### EXERCISE
Nothing other than an exact copy of the records should be returned.

DATASET EXTRACT Block Start

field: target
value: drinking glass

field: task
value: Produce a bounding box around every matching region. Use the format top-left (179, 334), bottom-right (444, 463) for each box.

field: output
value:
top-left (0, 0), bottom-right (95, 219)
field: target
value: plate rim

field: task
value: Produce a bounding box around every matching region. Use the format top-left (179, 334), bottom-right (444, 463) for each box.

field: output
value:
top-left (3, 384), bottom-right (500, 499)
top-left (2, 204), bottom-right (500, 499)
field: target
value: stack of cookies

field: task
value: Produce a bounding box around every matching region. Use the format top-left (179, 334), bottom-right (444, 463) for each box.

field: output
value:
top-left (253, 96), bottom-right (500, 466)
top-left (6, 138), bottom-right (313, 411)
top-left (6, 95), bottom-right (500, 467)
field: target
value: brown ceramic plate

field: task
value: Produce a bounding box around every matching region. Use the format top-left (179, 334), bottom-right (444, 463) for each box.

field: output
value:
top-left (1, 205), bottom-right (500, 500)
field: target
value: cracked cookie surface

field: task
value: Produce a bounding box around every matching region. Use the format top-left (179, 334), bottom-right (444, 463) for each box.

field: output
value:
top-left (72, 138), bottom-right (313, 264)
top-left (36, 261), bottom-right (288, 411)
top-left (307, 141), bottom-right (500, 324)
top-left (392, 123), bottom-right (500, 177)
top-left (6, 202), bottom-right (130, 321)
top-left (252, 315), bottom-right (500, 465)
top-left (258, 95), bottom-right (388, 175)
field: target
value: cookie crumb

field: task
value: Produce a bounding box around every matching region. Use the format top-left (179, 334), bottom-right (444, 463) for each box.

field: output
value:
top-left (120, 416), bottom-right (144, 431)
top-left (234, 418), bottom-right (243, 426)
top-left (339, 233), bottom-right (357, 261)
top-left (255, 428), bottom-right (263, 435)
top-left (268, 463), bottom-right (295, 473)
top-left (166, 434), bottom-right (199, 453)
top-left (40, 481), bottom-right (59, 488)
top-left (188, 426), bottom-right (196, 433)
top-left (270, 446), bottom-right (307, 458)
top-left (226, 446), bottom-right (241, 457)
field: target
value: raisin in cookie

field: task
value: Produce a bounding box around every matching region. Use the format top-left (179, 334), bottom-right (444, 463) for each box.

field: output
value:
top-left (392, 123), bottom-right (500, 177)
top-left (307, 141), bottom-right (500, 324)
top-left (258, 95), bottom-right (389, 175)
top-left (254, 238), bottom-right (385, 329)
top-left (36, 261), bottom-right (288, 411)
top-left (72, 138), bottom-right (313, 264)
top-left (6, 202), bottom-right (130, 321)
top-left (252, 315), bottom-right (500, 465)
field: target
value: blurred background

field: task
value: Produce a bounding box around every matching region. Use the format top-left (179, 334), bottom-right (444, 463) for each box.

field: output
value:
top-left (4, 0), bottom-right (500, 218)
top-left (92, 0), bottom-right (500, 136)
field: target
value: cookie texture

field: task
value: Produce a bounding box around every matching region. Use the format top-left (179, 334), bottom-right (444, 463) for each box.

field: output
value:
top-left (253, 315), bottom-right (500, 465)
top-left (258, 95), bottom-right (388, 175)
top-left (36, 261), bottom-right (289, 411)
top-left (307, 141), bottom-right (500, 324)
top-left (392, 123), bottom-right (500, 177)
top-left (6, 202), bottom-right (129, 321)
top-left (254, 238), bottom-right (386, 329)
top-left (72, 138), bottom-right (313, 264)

DATASET EXTRACT Block End

### ANSWER TO THIS EXERCISE
field: target
value: drinking glass

field: task
value: Produce a bounding box around every matching region. Use the format top-left (179, 334), bottom-right (444, 463) for each box.

field: output
value:
top-left (0, 0), bottom-right (95, 219)
field: target
value: plate rim

field: task
value: Produce a bounding box around every matching region. Use the format top-left (179, 334), bottom-right (444, 463) for each box.

field: output
value:
top-left (3, 384), bottom-right (500, 499)
top-left (2, 204), bottom-right (500, 499)
field: target
value: stack of cookies

field: task
value: Produce a bounding box around every matching region. Use the format top-left (179, 334), bottom-right (444, 463) for each box.

field: output
value:
top-left (253, 96), bottom-right (500, 466)
top-left (6, 138), bottom-right (313, 411)
top-left (6, 95), bottom-right (500, 467)
field: target
value: brown ceramic plate

field: task
value: Produce a bounding box around every matching region. Use the format top-left (179, 334), bottom-right (444, 463) for each box.

field: output
value:
top-left (1, 205), bottom-right (500, 500)
field: target
value: cracked cookie surface

field: task
value: Produce a bounding box around every matching region. Use the format top-left (179, 334), bottom-right (444, 463) for each box.

field: output
value:
top-left (72, 138), bottom-right (313, 264)
top-left (36, 261), bottom-right (288, 411)
top-left (307, 141), bottom-right (500, 324)
top-left (392, 123), bottom-right (500, 177)
top-left (6, 202), bottom-right (130, 321)
top-left (252, 315), bottom-right (500, 465)
top-left (258, 95), bottom-right (388, 175)
field: target
value: cookie crumb

field: task
value: Produce a bounding box around every matching region. Use the format top-left (179, 334), bottom-right (444, 463) for each box.

field: output
value:
top-left (120, 416), bottom-right (144, 431)
top-left (234, 418), bottom-right (243, 426)
top-left (339, 233), bottom-right (357, 261)
top-left (255, 428), bottom-right (263, 435)
top-left (268, 463), bottom-right (295, 473)
top-left (166, 434), bottom-right (199, 453)
top-left (40, 481), bottom-right (59, 488)
top-left (188, 426), bottom-right (196, 433)
top-left (270, 446), bottom-right (307, 458)
top-left (226, 446), bottom-right (241, 457)
field: target
value: raisin in cookie

field: task
value: Produce a bounding box around every matching region. Use the format top-left (179, 334), bottom-right (444, 463) for each box.

field: output
value:
top-left (392, 123), bottom-right (500, 177)
top-left (307, 141), bottom-right (500, 324)
top-left (258, 95), bottom-right (389, 175)
top-left (254, 238), bottom-right (385, 329)
top-left (36, 261), bottom-right (288, 411)
top-left (72, 138), bottom-right (313, 264)
top-left (6, 202), bottom-right (130, 321)
top-left (252, 315), bottom-right (500, 465)
field: target
value: blurred background

field: task
value: Produce a bounding box around every matching region. Use the format top-left (179, 334), bottom-right (444, 463) for each box.

field: output
value:
top-left (4, 0), bottom-right (500, 218)
top-left (92, 0), bottom-right (500, 136)
field: target
value: cookie texture

field: task
value: Produce a bounding box around every matching region. Use the format top-left (179, 334), bottom-right (444, 463) for each box.

field: output
value:
top-left (253, 315), bottom-right (500, 465)
top-left (258, 95), bottom-right (388, 175)
top-left (36, 261), bottom-right (289, 411)
top-left (307, 141), bottom-right (500, 324)
top-left (392, 123), bottom-right (500, 177)
top-left (6, 202), bottom-right (129, 321)
top-left (254, 238), bottom-right (386, 329)
top-left (72, 138), bottom-right (313, 264)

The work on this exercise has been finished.